• Exercise aim: Convert the records below into a numbered list, leaving out any blank lines.

Saved entries:
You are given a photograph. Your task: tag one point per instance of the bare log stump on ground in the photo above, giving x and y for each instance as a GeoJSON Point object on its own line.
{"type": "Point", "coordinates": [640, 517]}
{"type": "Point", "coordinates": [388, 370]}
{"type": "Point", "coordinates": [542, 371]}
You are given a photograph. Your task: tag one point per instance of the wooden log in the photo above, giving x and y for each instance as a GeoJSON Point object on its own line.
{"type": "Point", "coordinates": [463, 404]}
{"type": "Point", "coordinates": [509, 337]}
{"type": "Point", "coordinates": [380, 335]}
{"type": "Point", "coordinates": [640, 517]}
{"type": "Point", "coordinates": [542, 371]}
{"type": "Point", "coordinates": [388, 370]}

• Finished task:
1. You are given a photograph. Your task: tag one point per instance of the bare log stump on ground in the photo above, giving x and y for each instance as a GeoJSON Point object on its own line.
2. {"type": "Point", "coordinates": [640, 517]}
3. {"type": "Point", "coordinates": [388, 370]}
4. {"type": "Point", "coordinates": [542, 371]}
5. You are given a photograph. Your task: tag one point per instance of the wooden log in the photo above, giving x and y for each instance as a GeoJSON Point object on its own line.
6. {"type": "Point", "coordinates": [463, 404]}
7. {"type": "Point", "coordinates": [509, 337]}
8. {"type": "Point", "coordinates": [380, 335]}
9. {"type": "Point", "coordinates": [640, 517]}
10. {"type": "Point", "coordinates": [542, 371]}
11. {"type": "Point", "coordinates": [388, 370]}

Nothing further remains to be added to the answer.